Task inputs

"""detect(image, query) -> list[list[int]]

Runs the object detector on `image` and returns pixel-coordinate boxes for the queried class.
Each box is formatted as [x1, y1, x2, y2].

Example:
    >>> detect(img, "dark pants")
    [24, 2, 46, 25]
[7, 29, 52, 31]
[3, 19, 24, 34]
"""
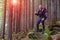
[36, 16, 47, 34]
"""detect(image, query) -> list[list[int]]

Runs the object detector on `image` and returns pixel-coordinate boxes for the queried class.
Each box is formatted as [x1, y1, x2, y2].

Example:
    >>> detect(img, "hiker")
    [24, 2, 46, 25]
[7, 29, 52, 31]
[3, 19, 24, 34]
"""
[35, 5, 47, 34]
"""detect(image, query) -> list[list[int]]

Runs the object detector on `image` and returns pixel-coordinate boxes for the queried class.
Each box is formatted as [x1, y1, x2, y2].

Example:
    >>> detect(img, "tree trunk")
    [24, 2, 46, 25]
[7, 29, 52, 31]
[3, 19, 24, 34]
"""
[2, 0, 7, 39]
[7, 0, 13, 40]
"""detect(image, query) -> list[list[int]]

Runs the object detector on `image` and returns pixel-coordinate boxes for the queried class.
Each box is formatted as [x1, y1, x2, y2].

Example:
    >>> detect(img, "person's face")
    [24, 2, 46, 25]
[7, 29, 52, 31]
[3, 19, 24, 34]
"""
[39, 5, 42, 9]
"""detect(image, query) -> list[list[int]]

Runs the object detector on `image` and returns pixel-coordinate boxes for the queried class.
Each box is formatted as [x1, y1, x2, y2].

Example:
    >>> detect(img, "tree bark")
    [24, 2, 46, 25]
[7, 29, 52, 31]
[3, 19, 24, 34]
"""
[2, 0, 7, 39]
[7, 0, 13, 40]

What is being asked
Set the data above down again exactly as given, with no pictures.

Task output
"""detect(image, query) -> list[list[int]]

Runs the object detector on `image` and returns pixel-coordinate boxes for the queried class.
Each box is formatted as [x1, y1, x2, y2].

Example:
    >>> detect(img, "dark pants")
    [24, 2, 46, 25]
[7, 29, 52, 31]
[3, 19, 24, 34]
"""
[36, 16, 47, 34]
"""detect(image, query) -> list[list[int]]

Runs the object detector on `image` and returns pixel-coordinate boxes for the queried class.
Each box is formatted as [x1, y1, x2, y2].

Example:
    >>> detect(img, "hiker")
    [24, 2, 46, 25]
[7, 29, 52, 31]
[3, 19, 24, 34]
"""
[35, 5, 47, 34]
"""detect(image, query) -> list[list[int]]

Runs the object detector on `image` and returns pixel-coordinate boxes for the queried class.
Each box is formatted as [x1, y1, x2, y2].

Example:
    >>> detect(img, "tree trunk")
    [24, 2, 46, 25]
[7, 29, 52, 31]
[3, 19, 24, 34]
"""
[2, 0, 7, 39]
[7, 0, 13, 40]
"""detect(image, query) -> list[list[int]]

Runs the object detector on `image` and returns pixel-coordinate boxes for the queried class.
Each box is formatted as [x1, y1, x2, y2].

Example:
    >>> detect(img, "person's face")
    [24, 2, 46, 25]
[7, 29, 52, 31]
[3, 19, 24, 34]
"""
[39, 5, 42, 9]
"""detect(image, query) -> list[list[int]]

Runs the object detector on `image` and returns pixel-coordinate boxes for the queried class.
Each box is formatted as [x1, y1, x2, y2].

Example:
    >>> detect(img, "tree bark")
    [24, 2, 46, 25]
[7, 29, 52, 31]
[3, 19, 24, 34]
"""
[2, 0, 7, 39]
[7, 0, 13, 40]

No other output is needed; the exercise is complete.